** Opening Record extracts block **
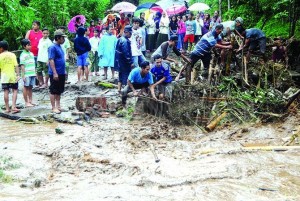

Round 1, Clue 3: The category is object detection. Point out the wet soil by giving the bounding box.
[0,113,300,200]
[0,68,300,200]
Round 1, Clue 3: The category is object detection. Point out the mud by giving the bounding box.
[0,112,300,200]
[0,67,300,200]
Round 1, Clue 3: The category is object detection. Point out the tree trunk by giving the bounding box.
[219,0,222,17]
[228,0,230,11]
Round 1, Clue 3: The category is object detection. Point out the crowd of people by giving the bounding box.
[0,8,289,114]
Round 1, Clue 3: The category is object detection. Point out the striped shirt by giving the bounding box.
[192,31,222,56]
[20,50,36,77]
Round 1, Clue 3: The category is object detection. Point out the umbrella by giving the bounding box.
[188,3,210,12]
[102,13,120,24]
[68,15,86,33]
[166,5,187,16]
[136,2,159,10]
[156,0,185,10]
[134,7,163,19]
[111,2,136,12]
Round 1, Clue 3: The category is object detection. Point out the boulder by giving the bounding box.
[75,96,107,111]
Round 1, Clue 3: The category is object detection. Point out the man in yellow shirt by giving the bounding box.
[0,41,20,113]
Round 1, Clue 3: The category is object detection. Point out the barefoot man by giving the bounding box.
[48,30,67,114]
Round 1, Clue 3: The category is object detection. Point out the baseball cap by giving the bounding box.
[235,17,243,24]
[54,30,67,37]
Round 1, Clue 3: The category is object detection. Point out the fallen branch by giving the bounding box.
[206,112,227,132]
[138,95,171,105]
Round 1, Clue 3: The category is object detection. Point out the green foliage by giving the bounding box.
[0,0,111,50]
[189,0,299,38]
[0,0,36,50]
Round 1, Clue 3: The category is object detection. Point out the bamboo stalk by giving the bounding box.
[205,112,227,132]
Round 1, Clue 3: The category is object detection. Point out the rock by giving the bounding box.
[55,127,64,134]
[75,96,107,111]
[71,111,84,116]
[76,121,84,126]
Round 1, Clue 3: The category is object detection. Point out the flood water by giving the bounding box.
[0,115,300,201]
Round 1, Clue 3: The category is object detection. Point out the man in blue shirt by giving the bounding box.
[48,30,66,114]
[121,61,156,105]
[176,24,232,80]
[238,28,267,63]
[151,54,172,100]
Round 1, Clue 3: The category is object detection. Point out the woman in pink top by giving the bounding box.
[25,20,43,67]
[177,15,186,50]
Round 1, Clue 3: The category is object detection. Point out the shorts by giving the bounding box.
[190,52,211,70]
[2,83,18,90]
[156,83,169,95]
[49,74,66,95]
[77,52,89,67]
[184,34,195,43]
[118,71,130,86]
[23,76,36,87]
[249,37,266,54]
[37,61,48,76]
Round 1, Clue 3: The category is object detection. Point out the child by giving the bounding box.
[0,41,20,113]
[20,39,36,107]
[74,27,91,83]
[37,28,52,88]
[89,29,100,76]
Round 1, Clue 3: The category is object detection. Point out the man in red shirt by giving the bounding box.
[25,20,43,69]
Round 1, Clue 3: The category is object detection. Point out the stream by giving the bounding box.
[0,113,299,200]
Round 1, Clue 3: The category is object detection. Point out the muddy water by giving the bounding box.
[0,116,300,201]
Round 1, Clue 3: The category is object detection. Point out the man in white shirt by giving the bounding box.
[89,29,101,76]
[130,18,146,68]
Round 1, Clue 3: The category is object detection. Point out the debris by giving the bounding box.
[55,127,64,134]
[206,112,227,132]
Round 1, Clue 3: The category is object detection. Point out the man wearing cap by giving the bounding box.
[152,35,190,65]
[48,30,67,114]
[115,25,134,94]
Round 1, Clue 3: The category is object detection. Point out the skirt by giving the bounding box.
[146,34,155,52]
[156,33,169,49]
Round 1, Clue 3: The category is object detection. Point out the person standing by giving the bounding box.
[169,15,178,37]
[57,26,71,83]
[115,25,134,94]
[37,28,52,88]
[202,14,211,36]
[48,30,67,114]
[130,18,146,68]
[98,26,117,80]
[89,29,101,76]
[194,13,204,44]
[74,27,91,83]
[177,15,186,51]
[0,41,20,114]
[146,13,156,52]
[184,13,196,53]
[156,12,169,49]
[20,39,36,107]
[154,12,162,43]
[88,20,96,39]
[25,20,43,70]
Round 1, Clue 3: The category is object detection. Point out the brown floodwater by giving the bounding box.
[0,116,300,201]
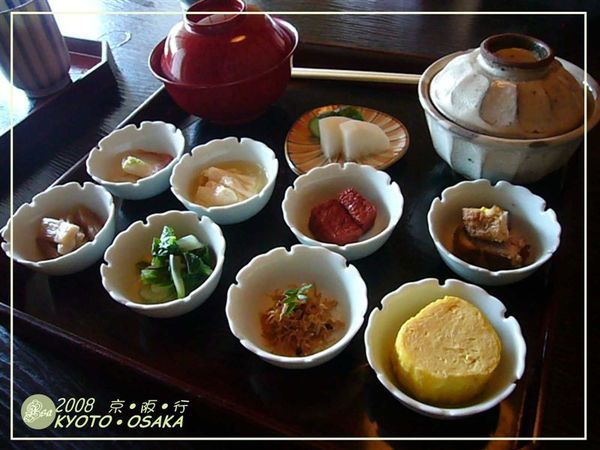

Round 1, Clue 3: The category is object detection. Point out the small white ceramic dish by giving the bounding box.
[226,245,368,369]
[284,104,410,175]
[86,121,185,200]
[365,278,526,419]
[170,137,278,225]
[427,179,561,286]
[101,210,225,318]
[282,163,403,261]
[1,182,116,276]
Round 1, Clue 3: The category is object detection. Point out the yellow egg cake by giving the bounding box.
[393,296,502,406]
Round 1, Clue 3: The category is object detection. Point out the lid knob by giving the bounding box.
[480,33,554,70]
[185,0,245,34]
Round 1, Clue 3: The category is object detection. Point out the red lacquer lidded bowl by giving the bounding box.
[149,0,298,124]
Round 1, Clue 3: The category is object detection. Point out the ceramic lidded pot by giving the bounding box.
[419,33,600,183]
[149,0,298,124]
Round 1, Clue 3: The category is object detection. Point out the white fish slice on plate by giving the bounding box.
[340,120,390,161]
[318,116,352,160]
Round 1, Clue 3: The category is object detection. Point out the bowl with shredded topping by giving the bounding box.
[226,245,368,368]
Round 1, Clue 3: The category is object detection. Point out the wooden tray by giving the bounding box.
[0,36,119,227]
[0,44,583,445]
[0,36,117,149]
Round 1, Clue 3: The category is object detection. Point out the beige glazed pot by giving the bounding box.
[419,34,600,183]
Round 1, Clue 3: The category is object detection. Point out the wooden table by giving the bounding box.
[1,1,597,447]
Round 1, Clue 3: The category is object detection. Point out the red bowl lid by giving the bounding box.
[158,0,297,86]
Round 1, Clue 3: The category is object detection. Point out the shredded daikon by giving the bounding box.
[260,284,345,357]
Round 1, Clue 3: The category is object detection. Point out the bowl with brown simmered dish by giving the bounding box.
[1,182,116,276]
[427,179,561,286]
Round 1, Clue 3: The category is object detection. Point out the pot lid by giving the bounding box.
[430,34,584,139]
[159,0,297,86]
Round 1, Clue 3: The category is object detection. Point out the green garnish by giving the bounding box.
[122,156,152,178]
[137,226,213,304]
[281,283,313,317]
[308,106,364,137]
[335,105,364,121]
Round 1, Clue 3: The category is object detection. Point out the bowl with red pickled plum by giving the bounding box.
[281,163,403,261]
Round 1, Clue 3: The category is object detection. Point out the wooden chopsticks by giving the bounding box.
[291,67,421,85]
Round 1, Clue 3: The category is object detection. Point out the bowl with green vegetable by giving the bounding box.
[87,121,185,200]
[101,210,225,318]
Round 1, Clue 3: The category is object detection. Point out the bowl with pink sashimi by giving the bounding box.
[87,121,185,200]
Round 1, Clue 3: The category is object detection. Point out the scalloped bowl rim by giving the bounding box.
[170,137,279,213]
[282,163,404,251]
[1,182,116,268]
[101,210,225,311]
[86,121,185,188]
[226,245,368,366]
[364,277,527,418]
[427,179,561,279]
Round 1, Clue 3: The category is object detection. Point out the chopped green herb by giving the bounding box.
[281,283,313,317]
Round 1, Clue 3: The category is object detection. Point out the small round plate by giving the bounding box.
[285,105,409,175]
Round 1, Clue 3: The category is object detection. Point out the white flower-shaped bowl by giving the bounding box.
[365,278,526,419]
[282,163,403,261]
[1,182,116,276]
[427,179,561,286]
[226,245,368,369]
[86,121,185,200]
[101,210,225,318]
[170,137,278,225]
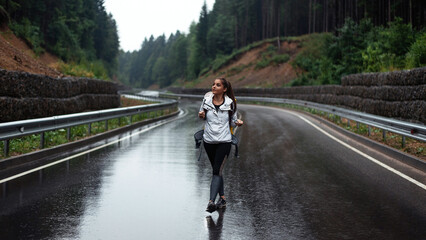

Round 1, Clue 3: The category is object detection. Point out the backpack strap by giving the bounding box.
[228,102,234,127]
[197,143,203,161]
[232,135,239,158]
[194,129,204,161]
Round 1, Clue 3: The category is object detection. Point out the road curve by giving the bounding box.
[0,100,424,240]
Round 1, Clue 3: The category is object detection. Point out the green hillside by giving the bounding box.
[118,0,425,89]
[0,0,424,87]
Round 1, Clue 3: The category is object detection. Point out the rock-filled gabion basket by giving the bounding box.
[0,69,120,122]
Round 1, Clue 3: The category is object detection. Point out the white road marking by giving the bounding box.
[0,110,187,184]
[293,113,426,191]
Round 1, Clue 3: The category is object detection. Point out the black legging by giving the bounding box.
[203,141,231,201]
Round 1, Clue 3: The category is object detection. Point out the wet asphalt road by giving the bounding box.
[0,100,425,240]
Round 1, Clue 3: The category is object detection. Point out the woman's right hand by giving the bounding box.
[235,119,244,126]
[198,111,205,119]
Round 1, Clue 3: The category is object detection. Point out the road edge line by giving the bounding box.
[295,113,426,191]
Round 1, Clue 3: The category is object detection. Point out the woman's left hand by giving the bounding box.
[235,119,244,126]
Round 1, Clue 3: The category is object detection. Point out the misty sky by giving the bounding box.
[104,0,215,52]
** Closing Record extracts block **
§ **Task brief**: Repeat exactly, and only, the lines from the line containing "strap by giving the bounding box." through the last line of the records above, both included.

§ **Output below**:
Round 1, Clue 3: The category is object detection. Point out the backpack strap by giving the bounding box.
[228,102,234,127]
[197,143,203,161]
[232,135,239,158]
[194,129,204,161]
Round 1, Clue 3: The category is object detection. Point out the road curve by giving the bounding box.
[0,100,424,240]
Round 1, Clue 3: The category is object detection. Point out the green hillside by giving the bounding box.
[118,0,425,89]
[0,0,424,87]
Round 1, Clue 3: The category is object detection. Point out the rock-filled gabion basket by giving the bounding box.
[0,69,120,122]
Round 1, Clue 3: The category is object detection. Point out the white road marking by giving the bounding box.
[0,110,187,184]
[293,113,426,191]
Round 1, Clue 3: The category is object detection. Point out the black legging by giving the bounding box.
[203,141,231,201]
Round 1, Clue 3: The category is object detection. Point out the wet asphalt road by giving the bounding box.
[0,100,425,240]
Round 1, Clue 3: The category is object detection. Point out the woman's right hand by giving the bounding box.
[235,119,244,126]
[198,111,205,119]
Round 1, Clue 3: The category is object detection. Point out the road edge line by giving the bounding box.
[295,113,426,191]
Round 1, Clue 3: The category is object detection. Point out the woman's left hand by giving the bounding box.
[235,119,244,126]
Round 1, Clue 3: The category is object detection. Point out the misty sky by giving the bounding box.
[104,0,215,52]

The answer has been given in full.